[Requirements]
- 1) In the passage on cleaning rubber blankets in offset printing, which three cylinders can an offset printing press comprise?
- 2) Pick up the passage on cleaning offset-printing rubber blankets after its final sentence and carry it forward.

[Extract to read]
################
The present invention relates to an apparatus for cleaning rubber blankets on blanket cylinders.
Offset printing represents the most widespread printing process. Offset printing is a high quality planographic printing process, in which printing is carried out indirectly from a printing plate via a rubber blanket as intermediate carrier onto the respective printing material, for example paper. In terms of its basic construction, an offset printing press can comprise three cylinders: the plate cylinder, the blanket cylinder and the impression cylinder. In principle, a printing operation can proceed as follows: the printing plate which is clamped on the plate cylinder accepts grease containing printing ink at their printing locations. The nonprinting locations accept water. Since those locations of the printing plate which carry images and are free of images lie in one plane, this method is also called a planographic printing process. The plate then transfers the right reading printing image in a reverse reading manner onto the rubber blanket which is clamped on the blanket cylinder. Said rubber blanket transmits the still reverse reading image onto the paper which runs through between the impression cylinder and the blanket cylinder and on which it then appears right reading again as a printed image.
The application of ink onto the rubber blanket which is clamped on the blanket cylinder makes it necessary to clean the rubber blanket, since various impurities accumulate on the rubber blanket during continuous printing precisely in the case of the offset process. Not only ink and ink residues are therefore to be found there, but also fibers, dust, sand, dirt and the like which have to be removed, in order to maintain the print quality. Cleaning of the rubber blankets is necessary at least after each print job, simply in order to remove the printing image which is still present. However, cleaning operations are also necessary during a work process if the latter is correspondingly complicated. Furthermore, further cleaning operations are also required during the preparation for a new print job. However, this means that the machine has to be stopped every time during the cleaning duration.
The previously customary, manual cleaning has been widely replaced in the meantime by automatic and semiautomatic rubber blanket washing systems, as are known in the prior art. They can be divided into two categories according to the type of cleaning, namely the cleaning of the rubber blanket with the aid of a cleaning cloth or cleaning nonwoven, as described, for example, in patent document DE 102 307 90 C2 and its more broadly worded laid open specification of DE 102 307 90 AI, filed by Grafotec Kotterer GmbH from Diedorf, or else the cleaning of the rubber blanket with the aid of a brush.
Recently, however, new printing presses can be obtained on the market, which now have considerably longer axles in the respective cylinders. Said printing presses are now capable of outputting, that is to say printing, a wider printing image onto the printing material which is running through, as a rule paper, during one revolution of the blanket cylinder. However, the issue is not only the printing of wider images, but also an increase in the printing capacity and printing speed. If, for instance, a plurality of images are arranged next to one another, or if a plurality of pages are produced next to one another on the paper to be printed, as in newspaper printing, in order to be trimmed later to the usual format again, even more pages can then be printed next to one another in the case of a greater printing width, with the result that more paper can be printed at the same printing running speed.
################
[Recorded data]
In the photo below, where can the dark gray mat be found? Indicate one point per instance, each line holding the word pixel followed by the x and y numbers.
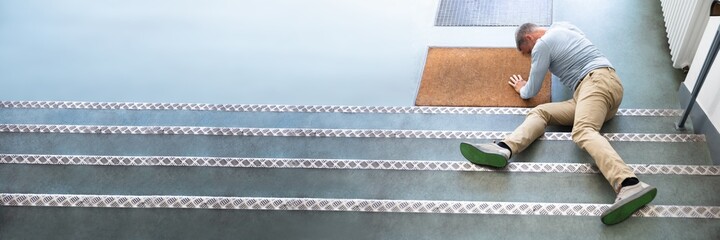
################
[Responses to the exercise]
- 1) The plate cylinder, the blanket cylinder and the impression cylinder.

- 2)
However, even in the case of the use of rubber blanket cleaning systems according to the prior art, the longer axial cylinders necessarily entail a wider rubber blanket to be clamped and therefore of course also a greater surface area to be cleaned, that is to say a widened surface area. Attempts to likewise adapt the size of the rubber blanket washing systems to the rubber blanket dimensions to be cleaned have many disadvantages, however. It is therefore absolutely necessary at certain time intervals to remove the rubber blanket washing apparatus from the printing press, in order to clean it for its part, since the accumulated ink residues, the dirt and the other abovementioned impurities can clog in the mechanism or other components of the washing and cleaning apparatus and therefore damage the latter over time. Even in the case of repair work on the rubber blanket washing system or the cleaning apparatus itself, they have to be removed from the printing press in some circumstances. Furthermore, other work operations on the printing press which do not relate to the cleaning apparatus likewise require the removal of the cleaning apparatus. On account of its size (this can be an axial length of 450 cm or even longer) and its weight, the dismantling of the cleaning apparatus requires the use of a plurality of people and in all cases results in the interruption of the printing operation. (The case is to be considered where the printing press has to print day and night in the case of a particularly urgent and important job. A down time of the printing press in this period can lead to great problems in finishing the job on time.) The size, lack of handleability and weight of the cleaning apparatus can therefore destroy the advantage of the higher printing speed.
Further disadvantages which relate, however, only to the rubber blanket cleaning apparatuses which operate with the aid of a cleaning cloth are caused in the production of said cleaning cloth. A cleaning cloth of this type usually comprises a high quality nonwoven substance which has also partially been immersed in a solvent for the cleaning operation or has been sprayed with a solvent. In order that said cleaning cloth can withstand the enormous mechanical loadings which occur of the unwinding and rewinding before and after the cleaning operation and additionally the pronounced mechanical loading which is produced by pressing the cleaning cloth onto the rubber blanket, it has to have a defined tensile strength. The desired tensile strength is achieved by material thickening or a targeted material reinforcement. This is because damp cloths which are usually used for cleaning normally do not withstand such high tensile forces, with the result that cloths for this purpose have to comprise a material which can be loaded particularly and has particular tensile strength. However, the production of said cleaning cloths from a nonwoven substance which can be loaded and has tensile strength leaves traces in the form of what are known as “tracks” on the cloths. Said tracks can comprise thickened or thinned cleaning cloth material and extend over the entire length of the cloth, to be precise usually parallel to the side walls. If a cleaning cloth of this type which has “tracks” is then used during the cleaning operation, it always presses on a specific location of the rubber blanket. The cleaning cloth leaves traces there in the form of lines and dents which for their part are situated parallel to the side edges of the rubber blanket but also lead around the entire cylinder, that is to say pervade the entire rubber blanket. Said lines and dents are also transferred to the paper during the printing operation and are found on the printed image in the embossing of stripes and, as a result, have a negative influence on the quality of the printed product.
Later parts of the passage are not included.